■ **Instructions for the task**: Please give back word for word the lines of the material below between the line containing "Target: wall clock" and the line containing "Target: lamp base", inclusive.

START Material supplied

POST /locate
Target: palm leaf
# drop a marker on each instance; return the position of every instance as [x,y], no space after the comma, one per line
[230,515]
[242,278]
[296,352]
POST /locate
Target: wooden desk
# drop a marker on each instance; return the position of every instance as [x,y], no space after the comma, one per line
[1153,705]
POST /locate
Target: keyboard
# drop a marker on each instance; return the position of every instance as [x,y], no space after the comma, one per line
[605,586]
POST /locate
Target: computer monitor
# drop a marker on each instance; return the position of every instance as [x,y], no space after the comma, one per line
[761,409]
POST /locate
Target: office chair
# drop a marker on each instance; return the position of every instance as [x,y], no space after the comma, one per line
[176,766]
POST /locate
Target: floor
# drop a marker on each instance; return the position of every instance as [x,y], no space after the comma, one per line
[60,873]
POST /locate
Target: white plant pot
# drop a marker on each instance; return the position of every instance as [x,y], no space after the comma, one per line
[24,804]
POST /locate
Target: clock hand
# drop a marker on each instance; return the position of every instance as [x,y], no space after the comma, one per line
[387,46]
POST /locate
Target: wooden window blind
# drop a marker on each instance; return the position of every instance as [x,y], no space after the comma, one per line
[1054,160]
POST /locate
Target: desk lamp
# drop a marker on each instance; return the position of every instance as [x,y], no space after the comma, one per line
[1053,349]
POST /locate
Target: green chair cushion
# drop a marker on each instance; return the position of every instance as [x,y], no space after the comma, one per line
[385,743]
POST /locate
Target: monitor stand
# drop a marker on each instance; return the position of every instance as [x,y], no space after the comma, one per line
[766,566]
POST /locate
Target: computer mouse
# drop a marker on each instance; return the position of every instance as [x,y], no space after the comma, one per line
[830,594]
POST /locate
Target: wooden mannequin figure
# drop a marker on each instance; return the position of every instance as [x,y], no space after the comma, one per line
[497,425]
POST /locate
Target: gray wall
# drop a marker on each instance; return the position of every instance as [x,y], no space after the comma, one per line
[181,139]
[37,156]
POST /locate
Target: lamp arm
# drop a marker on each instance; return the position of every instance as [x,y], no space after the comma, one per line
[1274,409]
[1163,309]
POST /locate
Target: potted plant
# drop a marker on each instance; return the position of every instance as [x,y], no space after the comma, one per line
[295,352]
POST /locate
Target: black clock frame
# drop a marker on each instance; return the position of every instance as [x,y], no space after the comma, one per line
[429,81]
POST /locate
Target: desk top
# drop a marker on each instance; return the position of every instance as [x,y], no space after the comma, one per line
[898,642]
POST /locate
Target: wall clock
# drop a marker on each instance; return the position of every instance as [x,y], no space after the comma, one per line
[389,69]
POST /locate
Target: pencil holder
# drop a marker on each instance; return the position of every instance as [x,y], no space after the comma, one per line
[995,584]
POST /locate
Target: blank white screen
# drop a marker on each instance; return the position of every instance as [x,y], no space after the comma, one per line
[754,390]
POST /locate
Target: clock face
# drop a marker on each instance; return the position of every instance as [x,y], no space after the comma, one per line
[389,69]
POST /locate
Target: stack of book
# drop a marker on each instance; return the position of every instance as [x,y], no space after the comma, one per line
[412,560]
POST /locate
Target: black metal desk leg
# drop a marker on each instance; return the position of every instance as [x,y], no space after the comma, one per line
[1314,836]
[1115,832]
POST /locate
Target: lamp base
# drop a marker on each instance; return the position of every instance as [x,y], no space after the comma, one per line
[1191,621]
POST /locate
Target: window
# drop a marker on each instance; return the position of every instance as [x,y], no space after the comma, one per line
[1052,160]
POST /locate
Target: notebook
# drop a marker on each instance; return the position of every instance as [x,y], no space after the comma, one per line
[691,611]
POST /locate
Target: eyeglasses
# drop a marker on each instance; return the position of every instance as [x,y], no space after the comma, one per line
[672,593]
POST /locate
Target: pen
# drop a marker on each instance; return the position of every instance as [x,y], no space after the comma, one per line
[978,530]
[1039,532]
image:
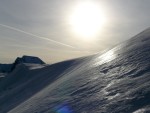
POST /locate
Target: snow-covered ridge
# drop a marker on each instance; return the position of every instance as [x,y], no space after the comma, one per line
[116,82]
[6,68]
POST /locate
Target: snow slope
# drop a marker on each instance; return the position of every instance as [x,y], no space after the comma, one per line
[117,81]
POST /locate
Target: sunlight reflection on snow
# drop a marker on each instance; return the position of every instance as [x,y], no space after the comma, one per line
[108,56]
[63,109]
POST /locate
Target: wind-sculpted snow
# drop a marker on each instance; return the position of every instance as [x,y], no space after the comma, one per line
[115,82]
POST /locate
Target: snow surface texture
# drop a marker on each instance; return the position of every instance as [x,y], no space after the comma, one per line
[115,82]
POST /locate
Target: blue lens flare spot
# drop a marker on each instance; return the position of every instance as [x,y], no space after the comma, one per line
[64,109]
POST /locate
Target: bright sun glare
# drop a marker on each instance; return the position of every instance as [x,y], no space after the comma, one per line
[87,19]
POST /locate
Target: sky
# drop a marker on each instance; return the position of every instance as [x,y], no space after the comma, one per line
[42,27]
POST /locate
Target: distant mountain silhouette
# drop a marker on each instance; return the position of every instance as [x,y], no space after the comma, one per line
[6,68]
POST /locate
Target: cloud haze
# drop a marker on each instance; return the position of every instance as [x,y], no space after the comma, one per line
[41,28]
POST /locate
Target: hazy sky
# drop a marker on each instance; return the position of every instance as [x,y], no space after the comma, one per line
[41,28]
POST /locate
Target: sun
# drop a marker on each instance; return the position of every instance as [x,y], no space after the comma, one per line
[87,19]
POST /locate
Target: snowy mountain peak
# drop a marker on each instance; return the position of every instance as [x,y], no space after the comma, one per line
[6,68]
[29,59]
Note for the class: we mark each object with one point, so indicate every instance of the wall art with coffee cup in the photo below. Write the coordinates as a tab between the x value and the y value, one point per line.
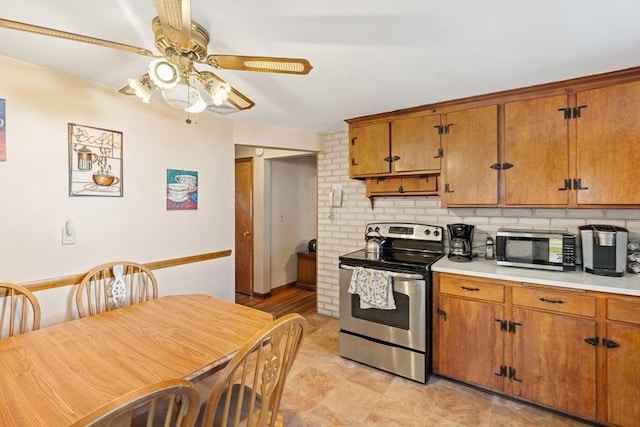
95	161
182	189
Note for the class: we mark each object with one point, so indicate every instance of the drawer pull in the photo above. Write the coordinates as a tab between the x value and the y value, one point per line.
551	301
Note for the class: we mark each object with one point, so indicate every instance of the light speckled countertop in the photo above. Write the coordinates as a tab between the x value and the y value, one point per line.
629	284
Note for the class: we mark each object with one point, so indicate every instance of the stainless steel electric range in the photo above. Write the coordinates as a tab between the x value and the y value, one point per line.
396	340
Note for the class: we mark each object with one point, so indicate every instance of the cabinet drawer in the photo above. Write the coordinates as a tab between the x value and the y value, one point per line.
623	310
562	302
461	286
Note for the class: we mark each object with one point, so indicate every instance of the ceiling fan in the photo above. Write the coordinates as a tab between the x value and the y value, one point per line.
183	43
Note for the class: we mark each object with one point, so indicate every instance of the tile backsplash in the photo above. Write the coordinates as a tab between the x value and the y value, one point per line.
341	229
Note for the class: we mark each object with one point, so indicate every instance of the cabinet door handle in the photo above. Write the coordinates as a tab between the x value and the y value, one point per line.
577	185
592	340
551	301
609	344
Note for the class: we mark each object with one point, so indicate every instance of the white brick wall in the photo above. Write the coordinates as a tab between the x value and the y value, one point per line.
341	229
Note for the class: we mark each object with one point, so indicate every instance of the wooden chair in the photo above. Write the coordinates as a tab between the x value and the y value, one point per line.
19	309
166	403
248	390
113	285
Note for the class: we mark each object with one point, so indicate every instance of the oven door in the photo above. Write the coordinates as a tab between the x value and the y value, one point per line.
404	326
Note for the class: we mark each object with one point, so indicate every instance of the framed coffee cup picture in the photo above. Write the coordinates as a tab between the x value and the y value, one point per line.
95	161
182	189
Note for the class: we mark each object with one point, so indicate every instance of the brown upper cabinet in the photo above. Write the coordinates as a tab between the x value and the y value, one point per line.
403	146
470	148
573	150
568	144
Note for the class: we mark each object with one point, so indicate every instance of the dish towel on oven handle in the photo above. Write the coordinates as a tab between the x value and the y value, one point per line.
374	288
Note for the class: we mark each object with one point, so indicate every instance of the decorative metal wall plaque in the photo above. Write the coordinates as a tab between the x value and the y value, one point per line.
95	161
3	129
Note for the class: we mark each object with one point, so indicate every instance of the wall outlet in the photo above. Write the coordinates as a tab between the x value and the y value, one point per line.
69	234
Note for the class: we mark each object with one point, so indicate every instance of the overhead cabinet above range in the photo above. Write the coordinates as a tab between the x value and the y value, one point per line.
568	144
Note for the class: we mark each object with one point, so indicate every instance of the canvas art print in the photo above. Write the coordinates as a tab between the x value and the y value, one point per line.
95	161
182	189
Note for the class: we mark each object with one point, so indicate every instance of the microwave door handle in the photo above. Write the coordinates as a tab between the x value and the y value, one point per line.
393	274
501	247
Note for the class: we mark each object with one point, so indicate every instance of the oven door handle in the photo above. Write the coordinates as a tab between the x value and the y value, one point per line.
393	274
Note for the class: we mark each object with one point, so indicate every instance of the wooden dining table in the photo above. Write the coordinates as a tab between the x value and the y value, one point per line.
56	375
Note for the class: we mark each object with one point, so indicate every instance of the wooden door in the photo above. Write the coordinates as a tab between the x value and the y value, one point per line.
553	365
469	342
608	147
368	148
244	225
536	143
623	375
470	148
415	142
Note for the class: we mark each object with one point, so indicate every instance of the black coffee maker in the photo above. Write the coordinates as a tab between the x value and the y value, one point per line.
460	238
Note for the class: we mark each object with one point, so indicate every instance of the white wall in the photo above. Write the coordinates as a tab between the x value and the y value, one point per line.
34	200
341	230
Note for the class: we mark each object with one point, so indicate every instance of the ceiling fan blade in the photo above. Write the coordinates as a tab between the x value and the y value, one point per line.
236	99
14	25
175	17
266	64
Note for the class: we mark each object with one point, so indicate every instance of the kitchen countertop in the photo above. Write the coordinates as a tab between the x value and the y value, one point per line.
629	284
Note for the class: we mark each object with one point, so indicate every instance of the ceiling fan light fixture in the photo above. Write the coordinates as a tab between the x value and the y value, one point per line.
164	74
221	93
182	96
143	87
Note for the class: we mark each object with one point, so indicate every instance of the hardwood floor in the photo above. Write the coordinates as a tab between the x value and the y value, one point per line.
289	300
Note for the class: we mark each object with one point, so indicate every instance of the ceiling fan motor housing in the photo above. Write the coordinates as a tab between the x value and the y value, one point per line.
198	45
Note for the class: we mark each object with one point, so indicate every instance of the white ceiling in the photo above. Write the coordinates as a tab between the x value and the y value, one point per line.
369	56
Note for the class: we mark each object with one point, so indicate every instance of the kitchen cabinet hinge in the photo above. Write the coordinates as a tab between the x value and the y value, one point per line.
567	185
499	166
566	111
592	340
512	327
512	375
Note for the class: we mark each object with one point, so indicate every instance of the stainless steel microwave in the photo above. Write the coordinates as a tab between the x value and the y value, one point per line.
545	250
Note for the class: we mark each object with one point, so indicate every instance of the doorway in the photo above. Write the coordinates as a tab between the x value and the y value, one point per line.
244	225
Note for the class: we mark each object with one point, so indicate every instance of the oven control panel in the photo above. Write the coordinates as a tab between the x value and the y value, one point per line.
405	231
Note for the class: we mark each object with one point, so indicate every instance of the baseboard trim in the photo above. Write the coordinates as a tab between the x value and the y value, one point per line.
274	291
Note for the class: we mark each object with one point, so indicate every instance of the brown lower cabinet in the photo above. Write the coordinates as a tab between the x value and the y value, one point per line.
574	351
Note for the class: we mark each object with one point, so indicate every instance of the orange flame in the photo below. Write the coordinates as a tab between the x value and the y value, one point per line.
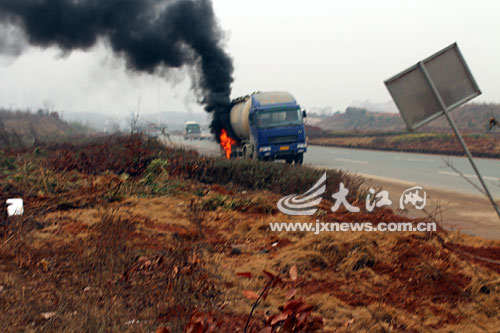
226	141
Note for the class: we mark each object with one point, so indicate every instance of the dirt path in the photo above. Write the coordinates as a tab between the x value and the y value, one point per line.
471	214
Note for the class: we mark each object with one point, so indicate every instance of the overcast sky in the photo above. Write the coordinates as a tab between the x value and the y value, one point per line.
326	53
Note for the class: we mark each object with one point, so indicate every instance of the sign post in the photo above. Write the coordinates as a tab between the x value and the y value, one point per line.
432	88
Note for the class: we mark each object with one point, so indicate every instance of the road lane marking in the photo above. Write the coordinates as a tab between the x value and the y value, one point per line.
468	175
350	161
412	159
340	152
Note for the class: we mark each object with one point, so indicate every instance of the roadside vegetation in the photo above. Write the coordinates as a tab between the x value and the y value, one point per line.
123	234
359	128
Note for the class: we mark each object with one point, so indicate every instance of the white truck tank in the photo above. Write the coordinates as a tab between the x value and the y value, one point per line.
239	112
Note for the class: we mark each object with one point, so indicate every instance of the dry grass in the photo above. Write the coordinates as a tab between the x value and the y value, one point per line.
108	252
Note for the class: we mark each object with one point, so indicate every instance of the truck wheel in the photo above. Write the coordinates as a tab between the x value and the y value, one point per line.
299	159
254	155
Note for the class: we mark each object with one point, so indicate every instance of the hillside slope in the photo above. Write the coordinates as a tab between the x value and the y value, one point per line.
124	235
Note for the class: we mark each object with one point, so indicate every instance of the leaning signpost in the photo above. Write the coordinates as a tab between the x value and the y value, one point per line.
432	88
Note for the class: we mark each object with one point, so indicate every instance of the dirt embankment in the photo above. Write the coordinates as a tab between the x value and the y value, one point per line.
429	143
157	242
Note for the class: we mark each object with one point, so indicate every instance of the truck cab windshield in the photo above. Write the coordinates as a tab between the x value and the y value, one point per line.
193	128
278	118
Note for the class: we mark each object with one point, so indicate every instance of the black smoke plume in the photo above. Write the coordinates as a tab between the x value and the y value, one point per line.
149	34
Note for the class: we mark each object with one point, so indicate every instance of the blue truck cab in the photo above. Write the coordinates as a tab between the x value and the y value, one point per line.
275	127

END Material supplied

■ **Response to this task**:
Target: wall clock
# drop a marker on each instance; return the position of every instance as [x,y], no space after the comma, one per line
[389,69]
POST /locate
Target: pencil holder
# drop a marker on each instance; return the position of every instance as [x,y], no space after the comma, one per line
[995,584]
POST /locate
Target: blank white screen
# drop a marker on each instance; return the position of every instance as [x,y], no space after the comma, one per line
[754,390]
POST /locate
Target: clock face
# drop a marker on each instance; return the position of every instance as [x,y], no space after the comma, one per line
[389,69]
POST /locate
Target: stack of book
# drop a marker on each instance; return the position of every instance as [x,y], no space after the comma, one per line
[412,560]
POST /locate
Target: black metal desk leg
# drop a marker on each instance; return the position of every instance as [x,y], no space after the comma, one per line
[1314,836]
[1115,832]
POST /locate
Target: lamp base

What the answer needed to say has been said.